::: PAGE EXCERPT :::
She asked for my preferred toothpaste flavor and prepped the polisher. “So, what does your—friend do?” I didn’t miss a beat in the response, unlike her faltered question.

I shared this story a few days later with my family crew—by which I mean my younger brother, younger sister, her boyfriend, and her boyfriend’s brother. I sat in the backseat of the car, nestled between two of the boys. The boyfriend’s brother–the classic and lovable devil’s advocate–added, “I don’t think I would’ve known though, if I didn’t already know.”

My sister, Manda, jumped in, “But she already said ‘girlfriend’ and ‘we are coming up with a five-year plan.’ With a friend? I don’t think so!” The brother nodded and we all chucked together, sharing the ridiculousness of the situation. “You haven’t been ‘friended’ by anyone in the family though, have you, Jess?”

My memory flicked back to a moment where my then-mid-20s cousin got “friended” over her boyfriend by our grandma—knowingly. I haven’t introduced my girlfriend to that side of the family yet. It’s the only such moment I could recall. “People just say her name to me; I don’t think I have.” We drove away from the diner’s neon lights striking the black night. “A random person asked if we were sisters in New York, though.”

My girlfriend and I sat on some concrete steps outside of a small museum in the city. The steps faced a small open space, and the building was on a neighborhood street, nothing in the thick of the stop and go busyness of NYC. We packed ourselves some wraps for lunch, and I pulled them out of my backpack for us to eat before moving onto the next item on our itinerary. An elderly man (accompanied by a woman of his age) came up the stairs, complimenting us for how young and beautiful we were. Unthreatened, we thanked him and continued eating. “Are you sisters?” We laughed through the lesbian milestone, said no, and finished our lunch.

“Can’t that happen to straight people?” The brother wondered. I shrugged. I’m sure it could; maybe it’s just less of an occurrence.

“It just happens with gay women more,” my sister pointed out. “Girls are already really close compared to boys or co-ed groups; strangers can’t tell the difference. Don’t know why they need to.”

“Have you been asked if you’re related?” I directed towards her and her boyfriend.

She nodded and grimaced. “McDonald’s. Why would you even ask people that.” It wasn’t a question.

This isn’t solely a queer-woman issue, although it does seem that queer women come across questions about their relationship a lot more often. What is it about a couple that makes people ask if they are relatives? I can’t fathom it myself, ever approaching strangers in public and inquiring about their family trees, straight couple or otherwise. Neither could anyone else in the car that night.

I’d be curious to hear from more straight couples who’ve come across similar situations. As a lesbian, I hear about WLW couples confronting this question all the time. In fact, Rose and Rosie just talked about this happening to them at a restaurant this month. But hearing my sister’s encounter with it had me thinking: are my gay-blinders saying this happens to queer women more than it happens to our straight counterparts?

Regardless, the heteronormativity of the general population still has the annoyance effect that often goes without impacting opposite-sex couples in the same way. If I had said I was visiting my boyfriend in the UK, would my hygienist still revert to the word “friend”? I found it doubtful, considering she had no trouble using the world “girlfriend” to refer to her son’s partner. And at moments, I’ve preferred this type of annoyance over other hetero-minded reactions.
::: EXCERPTED DATA :::
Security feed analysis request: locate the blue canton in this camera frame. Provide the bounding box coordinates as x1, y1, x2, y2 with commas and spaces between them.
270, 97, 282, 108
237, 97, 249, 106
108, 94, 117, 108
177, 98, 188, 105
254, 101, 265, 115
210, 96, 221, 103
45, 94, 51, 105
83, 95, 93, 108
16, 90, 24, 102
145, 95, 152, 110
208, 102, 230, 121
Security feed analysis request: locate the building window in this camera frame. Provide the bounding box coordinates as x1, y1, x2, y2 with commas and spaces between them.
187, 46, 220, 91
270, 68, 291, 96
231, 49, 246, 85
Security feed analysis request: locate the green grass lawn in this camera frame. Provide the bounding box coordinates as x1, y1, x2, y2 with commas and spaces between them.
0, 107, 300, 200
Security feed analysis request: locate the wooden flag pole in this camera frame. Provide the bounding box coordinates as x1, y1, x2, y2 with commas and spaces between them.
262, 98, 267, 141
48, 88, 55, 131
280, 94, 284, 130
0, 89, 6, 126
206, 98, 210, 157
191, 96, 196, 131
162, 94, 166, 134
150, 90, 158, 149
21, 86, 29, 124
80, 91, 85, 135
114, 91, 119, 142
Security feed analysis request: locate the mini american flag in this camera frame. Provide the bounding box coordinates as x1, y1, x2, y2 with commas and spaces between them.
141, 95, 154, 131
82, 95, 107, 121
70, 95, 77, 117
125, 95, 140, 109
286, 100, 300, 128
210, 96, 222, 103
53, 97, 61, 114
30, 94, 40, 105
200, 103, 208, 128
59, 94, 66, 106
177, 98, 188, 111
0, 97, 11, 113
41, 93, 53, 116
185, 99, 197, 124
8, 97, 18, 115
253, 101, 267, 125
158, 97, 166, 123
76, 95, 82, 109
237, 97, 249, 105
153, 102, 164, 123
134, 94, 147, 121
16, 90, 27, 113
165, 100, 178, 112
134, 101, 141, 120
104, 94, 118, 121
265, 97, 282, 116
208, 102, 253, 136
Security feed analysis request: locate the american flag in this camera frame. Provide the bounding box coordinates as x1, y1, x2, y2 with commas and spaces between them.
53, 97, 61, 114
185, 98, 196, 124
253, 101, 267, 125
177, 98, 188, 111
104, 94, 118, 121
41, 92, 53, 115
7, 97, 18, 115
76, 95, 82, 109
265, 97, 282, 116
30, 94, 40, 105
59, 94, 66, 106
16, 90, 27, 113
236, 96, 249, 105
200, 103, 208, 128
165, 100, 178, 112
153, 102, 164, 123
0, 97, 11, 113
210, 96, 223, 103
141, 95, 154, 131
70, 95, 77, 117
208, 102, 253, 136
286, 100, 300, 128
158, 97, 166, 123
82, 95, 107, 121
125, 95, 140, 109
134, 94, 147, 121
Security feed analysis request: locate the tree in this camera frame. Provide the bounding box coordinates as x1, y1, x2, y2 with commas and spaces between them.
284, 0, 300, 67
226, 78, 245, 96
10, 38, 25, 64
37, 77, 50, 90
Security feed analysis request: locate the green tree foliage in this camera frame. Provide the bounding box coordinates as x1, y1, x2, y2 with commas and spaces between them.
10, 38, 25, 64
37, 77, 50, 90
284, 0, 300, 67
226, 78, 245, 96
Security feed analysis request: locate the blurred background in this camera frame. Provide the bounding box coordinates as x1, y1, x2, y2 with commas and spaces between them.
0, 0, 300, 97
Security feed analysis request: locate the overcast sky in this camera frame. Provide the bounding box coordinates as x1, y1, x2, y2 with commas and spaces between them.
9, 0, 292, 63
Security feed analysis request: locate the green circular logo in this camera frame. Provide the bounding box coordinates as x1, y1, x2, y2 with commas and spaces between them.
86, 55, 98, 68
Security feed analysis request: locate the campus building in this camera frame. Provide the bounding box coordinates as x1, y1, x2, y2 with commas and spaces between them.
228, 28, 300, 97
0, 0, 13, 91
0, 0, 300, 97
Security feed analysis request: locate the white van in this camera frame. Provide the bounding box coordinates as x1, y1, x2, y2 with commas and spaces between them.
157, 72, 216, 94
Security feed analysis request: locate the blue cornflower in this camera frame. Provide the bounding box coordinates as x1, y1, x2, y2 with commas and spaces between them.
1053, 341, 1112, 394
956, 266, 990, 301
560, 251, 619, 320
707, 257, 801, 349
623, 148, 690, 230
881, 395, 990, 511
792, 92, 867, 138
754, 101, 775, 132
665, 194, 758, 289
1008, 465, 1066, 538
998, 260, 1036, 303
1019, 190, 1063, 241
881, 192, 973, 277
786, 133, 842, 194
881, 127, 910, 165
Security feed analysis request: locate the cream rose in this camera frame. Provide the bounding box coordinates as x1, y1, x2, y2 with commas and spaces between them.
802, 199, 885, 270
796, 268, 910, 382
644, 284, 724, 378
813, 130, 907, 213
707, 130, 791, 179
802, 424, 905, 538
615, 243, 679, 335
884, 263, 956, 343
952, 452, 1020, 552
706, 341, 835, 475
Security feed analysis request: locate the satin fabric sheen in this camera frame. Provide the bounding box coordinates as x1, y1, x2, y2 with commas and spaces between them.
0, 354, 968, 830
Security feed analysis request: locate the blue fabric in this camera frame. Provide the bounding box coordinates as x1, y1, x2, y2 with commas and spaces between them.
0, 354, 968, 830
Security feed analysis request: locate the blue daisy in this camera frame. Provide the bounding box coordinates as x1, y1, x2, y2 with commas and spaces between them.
:::
◆ EXERCISE INSTRUCTIONS:
1. Answer these questions from the essay:
(a) What did the hygienist ask the narrator to pick before prepping the polisher?
(b) Where did the narrator and her girlfriend sit to eat their wraps in the city?
(c) According to Manda, where was she asked if she and her boyfriend were related?
2. State how many lines of the listing contain the string "tree", and give only that number.
The essay and the listing are unrelated to each other.

◆ CORRECT ANSWERS:
1.
(a) Her preferred toothpaste flavor.
(b) On some concrete steps outside a small museum.
(c) At McDonald's.

2. 2